***** Task input *****

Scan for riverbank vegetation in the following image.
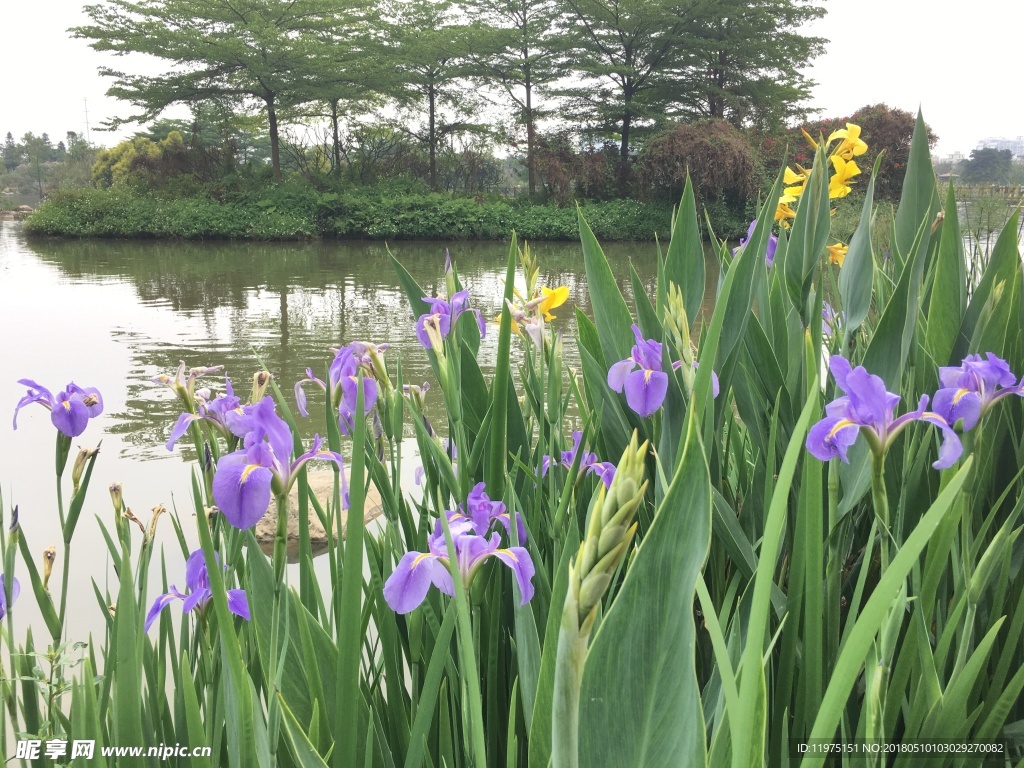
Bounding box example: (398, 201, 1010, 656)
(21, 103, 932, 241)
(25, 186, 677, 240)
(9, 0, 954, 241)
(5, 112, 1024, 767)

*****
***** Task input *****

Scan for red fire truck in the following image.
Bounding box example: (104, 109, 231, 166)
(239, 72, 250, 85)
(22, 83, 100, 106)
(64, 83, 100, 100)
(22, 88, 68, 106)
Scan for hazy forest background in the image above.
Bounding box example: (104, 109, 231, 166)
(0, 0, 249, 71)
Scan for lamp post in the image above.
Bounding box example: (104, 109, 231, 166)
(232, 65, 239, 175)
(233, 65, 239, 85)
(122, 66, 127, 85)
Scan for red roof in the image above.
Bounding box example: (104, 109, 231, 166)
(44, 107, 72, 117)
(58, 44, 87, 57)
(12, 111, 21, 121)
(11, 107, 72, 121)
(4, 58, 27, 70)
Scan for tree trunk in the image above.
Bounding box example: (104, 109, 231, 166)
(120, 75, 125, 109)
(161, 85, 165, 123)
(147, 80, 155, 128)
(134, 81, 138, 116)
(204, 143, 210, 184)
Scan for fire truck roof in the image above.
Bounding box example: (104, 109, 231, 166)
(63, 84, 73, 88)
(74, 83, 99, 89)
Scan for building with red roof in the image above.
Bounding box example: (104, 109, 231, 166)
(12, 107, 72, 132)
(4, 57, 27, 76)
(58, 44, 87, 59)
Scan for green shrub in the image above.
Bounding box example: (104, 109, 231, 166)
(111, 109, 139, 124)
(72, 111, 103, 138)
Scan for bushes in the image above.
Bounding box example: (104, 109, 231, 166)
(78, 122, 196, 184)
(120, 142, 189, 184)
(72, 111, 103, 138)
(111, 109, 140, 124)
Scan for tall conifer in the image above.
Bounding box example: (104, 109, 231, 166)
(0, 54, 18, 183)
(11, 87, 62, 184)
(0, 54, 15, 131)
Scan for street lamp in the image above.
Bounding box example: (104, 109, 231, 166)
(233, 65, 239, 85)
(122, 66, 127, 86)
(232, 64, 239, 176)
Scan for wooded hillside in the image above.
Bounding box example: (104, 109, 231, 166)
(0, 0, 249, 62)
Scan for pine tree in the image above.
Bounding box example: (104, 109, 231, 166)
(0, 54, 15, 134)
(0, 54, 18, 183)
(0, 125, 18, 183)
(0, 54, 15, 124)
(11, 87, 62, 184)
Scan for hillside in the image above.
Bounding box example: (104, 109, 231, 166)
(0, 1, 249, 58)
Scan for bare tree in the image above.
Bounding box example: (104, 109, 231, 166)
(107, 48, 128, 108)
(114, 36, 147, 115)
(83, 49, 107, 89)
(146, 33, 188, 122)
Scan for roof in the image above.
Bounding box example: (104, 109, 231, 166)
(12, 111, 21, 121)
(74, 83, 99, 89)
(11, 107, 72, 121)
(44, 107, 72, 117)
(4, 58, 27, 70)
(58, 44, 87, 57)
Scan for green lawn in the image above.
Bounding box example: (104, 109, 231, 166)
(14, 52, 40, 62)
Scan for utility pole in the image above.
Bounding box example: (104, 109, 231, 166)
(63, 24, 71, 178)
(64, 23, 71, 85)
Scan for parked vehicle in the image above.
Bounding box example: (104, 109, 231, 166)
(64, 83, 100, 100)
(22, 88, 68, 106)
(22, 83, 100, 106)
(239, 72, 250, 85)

*****
***** Task input *****

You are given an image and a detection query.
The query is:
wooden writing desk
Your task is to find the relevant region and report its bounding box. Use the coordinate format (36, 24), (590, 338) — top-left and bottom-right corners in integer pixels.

*****

Take every line from the data that contains the word "following".

Scan for riverbank vegetation in the following image.
Scan for red fire truck in the following image.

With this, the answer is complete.